■ EXERCISE INSTRUCTIONS:
1/ Answer these questions about the talk transcript on bare metal cloud benchmarking:
(a) For how many years has the speaker been a product manager?
(b) How much RAM do the target machines that hold the data have?
(c) Which tool was used for benchmarking instead of Cassandra's built-in one?
2/ Can you copy the talk transcript word for word, everything from "um That's all" down to "the appropriate port."?

■ DOCUMENT SECTION:
*** Begin section ***

Okay, so I'm again, I'm alex from big step, I'm essentially developer and I've been product manager for about seven years now, and I've been designing products for the hosting business ever since.

A

If you haven't heard about us, we're an infrastructure as a service provider focused on big data and high performance applications.

A

um That's all we do we're essentially a bare metal cloud, but we're different than soft layer or rack space in the sense that we have compute nodes and storage nodes, and we put the compute nodes from the storage nodes and the storage nodes are all ssds and they're distributed across the entire network. There there's no connection between them. We have a very fast high throughput and low latency network that uses cut through switching. So we only look at the first few bytes of a packet before following it to the appropriate port.

A

So because of this architecture that we have, we can do stuff, like you, know cloning and snapshotting, and we can do it without any hypervisor. So, essentially, you have pretty much the same flexibility that you have in virtualized environments, but with bare metal. So this means we're very good for um essentially everything that it runs in memory, because you know, if you take virtualization out, you get a better performance level and actually I'm going to show you exactly how much you can gain, not necessarily on our platform but in general, on virtualized versus experimental machines.

A

We also partner and we deploy a lot of other technologies like datameer. um You know elasticsearch splunk and we've we've we've done a lot of. We've done a lot of benchmarking with them to try to understand what what happened. So essentially, we like to say about us that we're like the fastest cloud in the world. You know it's a bold statement, but we are willing to put that to the test right.

A

So, um as I said, we have been doing a lot of testing to understand the technologies and also because it's quite cool to you know play with them uh and also we have this constant, recurring question coming from our clients.

A

You know how many nodes do I have. I have this amount of you know data. How many cassandra nodes do I need you know or how many couch-based notes do. I need how many hadoop knows how much memory and stuff like that, and we have to you know, be prepared to answer those questions.

A

So, let's get into the more you know, techy stuff, the benchmarks that we did were done on fairly big machines with 192 gigs of ram um the target ones, the ones that actually hold the data are um 192 gigs of ram. The other ones are 128, both of them with dual uh dual socket configurations: very, very fast cpus and 10g networks. uh Essentially, two 10 gig networks in parallel, one for the rpc, the other one for the regular traffic we use center s, um we use dev shm.

A

So essentially, instead of you know using a disk, we used memory because we wanted to really drive the performance without you know benchmarking, the disc, so we used fshm and we had about 100 gig free on them.

A

We again did a little bit of optimizations with irq balance and disable transparency pages, and we use jmeter instead of the cassandra's built-in benchmarking tool, we've written a custom sampler for jmeter. Have you used jmeter before, by the way, all right, oh cool, um so we used we've written our own custom sampler that uses the java driver.

A

uh We did that because we wanted to make sure that you know we could at least compare a little bit between this technology and other technologies, and also I want to make sure that um you know I get to experiment with something that the client would have anyway, we'll get back into more details later on.

*** End section ***

■ EXTRACTED RECORDS:
*** Begin section ***

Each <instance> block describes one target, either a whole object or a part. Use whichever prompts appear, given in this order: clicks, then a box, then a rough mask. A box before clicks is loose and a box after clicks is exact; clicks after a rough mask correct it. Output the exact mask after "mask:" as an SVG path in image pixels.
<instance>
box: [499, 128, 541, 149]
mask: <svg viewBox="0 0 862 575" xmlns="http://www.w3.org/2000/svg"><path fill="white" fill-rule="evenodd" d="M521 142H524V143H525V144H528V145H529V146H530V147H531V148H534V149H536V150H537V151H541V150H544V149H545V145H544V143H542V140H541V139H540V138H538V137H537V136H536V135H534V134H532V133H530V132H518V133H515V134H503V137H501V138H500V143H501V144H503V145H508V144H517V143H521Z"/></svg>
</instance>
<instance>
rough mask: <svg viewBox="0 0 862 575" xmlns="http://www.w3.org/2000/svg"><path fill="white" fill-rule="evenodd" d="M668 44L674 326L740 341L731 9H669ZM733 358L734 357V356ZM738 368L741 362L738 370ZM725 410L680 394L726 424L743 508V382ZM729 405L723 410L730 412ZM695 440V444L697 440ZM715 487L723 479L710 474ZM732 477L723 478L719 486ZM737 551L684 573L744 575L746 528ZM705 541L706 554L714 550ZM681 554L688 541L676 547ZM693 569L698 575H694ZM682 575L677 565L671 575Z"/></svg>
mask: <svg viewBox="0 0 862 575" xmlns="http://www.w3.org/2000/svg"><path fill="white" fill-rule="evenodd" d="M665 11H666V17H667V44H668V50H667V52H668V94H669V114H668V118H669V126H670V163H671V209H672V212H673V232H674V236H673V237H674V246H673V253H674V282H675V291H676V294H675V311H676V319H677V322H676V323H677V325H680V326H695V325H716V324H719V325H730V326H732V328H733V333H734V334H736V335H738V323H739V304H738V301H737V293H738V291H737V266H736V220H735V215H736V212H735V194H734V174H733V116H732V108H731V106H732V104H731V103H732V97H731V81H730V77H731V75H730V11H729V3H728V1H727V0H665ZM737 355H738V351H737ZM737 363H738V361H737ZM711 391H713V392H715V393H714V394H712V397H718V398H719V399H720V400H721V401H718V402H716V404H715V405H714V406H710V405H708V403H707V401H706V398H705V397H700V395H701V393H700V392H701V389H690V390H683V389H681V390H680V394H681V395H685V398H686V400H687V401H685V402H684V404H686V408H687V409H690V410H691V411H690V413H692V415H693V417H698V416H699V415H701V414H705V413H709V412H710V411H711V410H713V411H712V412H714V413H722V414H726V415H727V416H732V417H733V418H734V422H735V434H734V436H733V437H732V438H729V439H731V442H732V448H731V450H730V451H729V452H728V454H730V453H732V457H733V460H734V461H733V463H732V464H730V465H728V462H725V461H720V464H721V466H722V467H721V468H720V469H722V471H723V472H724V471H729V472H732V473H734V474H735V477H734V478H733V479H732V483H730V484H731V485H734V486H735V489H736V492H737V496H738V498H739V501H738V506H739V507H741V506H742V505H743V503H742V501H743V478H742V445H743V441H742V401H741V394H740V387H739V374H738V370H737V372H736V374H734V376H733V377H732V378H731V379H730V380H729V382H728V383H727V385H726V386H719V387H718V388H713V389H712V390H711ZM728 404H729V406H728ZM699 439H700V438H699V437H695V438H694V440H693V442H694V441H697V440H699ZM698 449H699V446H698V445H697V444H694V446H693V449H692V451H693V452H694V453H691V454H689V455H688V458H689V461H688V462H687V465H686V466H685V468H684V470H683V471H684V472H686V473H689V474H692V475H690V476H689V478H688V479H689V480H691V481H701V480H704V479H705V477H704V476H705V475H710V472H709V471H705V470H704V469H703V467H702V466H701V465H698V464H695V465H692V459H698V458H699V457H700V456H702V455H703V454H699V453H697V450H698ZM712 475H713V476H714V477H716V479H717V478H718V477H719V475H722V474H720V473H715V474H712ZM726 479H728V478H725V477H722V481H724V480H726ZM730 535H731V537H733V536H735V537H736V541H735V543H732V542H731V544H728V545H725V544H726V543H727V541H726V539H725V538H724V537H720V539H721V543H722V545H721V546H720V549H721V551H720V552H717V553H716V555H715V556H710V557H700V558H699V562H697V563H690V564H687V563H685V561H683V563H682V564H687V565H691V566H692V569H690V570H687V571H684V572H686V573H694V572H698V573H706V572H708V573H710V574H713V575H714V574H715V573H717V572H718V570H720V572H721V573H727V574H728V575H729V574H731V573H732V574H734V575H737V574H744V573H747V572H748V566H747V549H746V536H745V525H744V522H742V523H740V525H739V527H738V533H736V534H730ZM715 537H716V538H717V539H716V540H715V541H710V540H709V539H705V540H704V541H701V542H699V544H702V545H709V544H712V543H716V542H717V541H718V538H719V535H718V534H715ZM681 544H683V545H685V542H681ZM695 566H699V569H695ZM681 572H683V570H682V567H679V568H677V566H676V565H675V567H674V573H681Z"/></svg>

*** End section ***

■ RESULTS OF THE TASKS:
1/
(a) About seven years.
(b) 192 gigs of RAM.
(c) JMeter, with a custom sampler.

2/
um That's all we do we're essentially a bare metal cloud, but we're different than soft layer or rack space in the sense that we have compute nodes and storage nodes, and we put the compute nodes from the storage nodes and the storage nodes are all ssds and they're distributed across the entire network. There there's no connection between them. We have a very fast high throughput and low latency network that uses cut through switching. So we only look at the first few bytes of a packet before following it to the appropriate port.